- _Your objective_
Please reproduce every one of the following records word for word, keeping each line in its original order.

- _Supplied data_
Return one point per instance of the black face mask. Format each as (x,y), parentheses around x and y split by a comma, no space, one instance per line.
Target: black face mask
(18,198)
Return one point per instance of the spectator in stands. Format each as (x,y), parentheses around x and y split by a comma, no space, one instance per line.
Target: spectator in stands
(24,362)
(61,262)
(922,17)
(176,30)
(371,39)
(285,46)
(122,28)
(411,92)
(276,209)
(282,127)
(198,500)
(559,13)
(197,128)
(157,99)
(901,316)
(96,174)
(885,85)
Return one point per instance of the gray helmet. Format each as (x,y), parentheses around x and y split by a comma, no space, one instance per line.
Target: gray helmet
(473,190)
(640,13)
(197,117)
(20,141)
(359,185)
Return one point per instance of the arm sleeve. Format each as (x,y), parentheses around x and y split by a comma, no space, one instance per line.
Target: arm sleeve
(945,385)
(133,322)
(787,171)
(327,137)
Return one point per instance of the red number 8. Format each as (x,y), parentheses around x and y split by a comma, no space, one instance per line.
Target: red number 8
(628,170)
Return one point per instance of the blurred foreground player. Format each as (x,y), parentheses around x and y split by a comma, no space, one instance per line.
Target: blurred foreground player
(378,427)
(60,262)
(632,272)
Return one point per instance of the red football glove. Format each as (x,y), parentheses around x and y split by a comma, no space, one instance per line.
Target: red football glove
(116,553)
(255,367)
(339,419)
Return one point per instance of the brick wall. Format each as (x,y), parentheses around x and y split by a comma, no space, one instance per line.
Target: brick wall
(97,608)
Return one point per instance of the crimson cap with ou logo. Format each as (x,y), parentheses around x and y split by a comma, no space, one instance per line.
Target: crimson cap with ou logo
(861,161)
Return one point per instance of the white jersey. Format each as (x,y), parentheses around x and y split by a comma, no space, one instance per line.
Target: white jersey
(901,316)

- _Correct answer_
Return one point per instance of the black face mask. Format each as (x,y), parentheses around x and y split by a comma, no space, one instance per line.
Target: black face mask
(18,198)
Return one point per instance of the spectator in stands. Format each as (x,y), parentheses around x and y split by a comma, no space, one instance per line.
Target: spectator in stands
(24,362)
(61,262)
(922,17)
(176,30)
(371,39)
(285,46)
(122,28)
(411,92)
(276,209)
(282,127)
(198,500)
(559,13)
(197,128)
(157,99)
(901,316)
(96,174)
(885,85)
Return one point per instance of the gray helmet. Format each as (x,y), parentheses around x and y split by a comma, no space, one instance per line.
Target: gray helmet
(473,190)
(640,13)
(197,117)
(20,141)
(359,185)
Return one point per instance of the arm sleeve. Format each as (x,y), parentheses around x and y split by a comma, no space, one instance per line.
Target: arm sleeve
(945,385)
(133,322)
(787,171)
(327,137)
Return one point per instance of the red number 8. Format each as (x,y), parentheses around x and y split by a comma, no space, one instance per line.
Target: red number 8
(628,170)
Return one point per instance of the blurred foreground player. Format each as (x,y), parentheses around x and y split by a comma, no space, one instance per line.
Target: blurred foreground player
(378,427)
(60,262)
(632,272)
Return one point per instance of the red football glove. Format each as (x,y), parentheses around x and y split by a comma, no space, one instance per line.
Target: red football glove
(116,553)
(255,367)
(339,419)
Return one point per instance of the brick wall. Format each as (x,y), parentheses around x and y split by a comma, no space, one instance per line.
Target: brick wall
(97,608)
Return one point per instance of the crimson cap with ou logo. Format each as (x,y), parentheses around x and y split by a comma, no space, one instance per line.
Target: crimson cap with ou logo
(861,161)
Return one point per instance of the white jersey. Format each as (x,y), parentheses around x and y split by a comma, no space, one instance per line.
Target: white jersey
(901,316)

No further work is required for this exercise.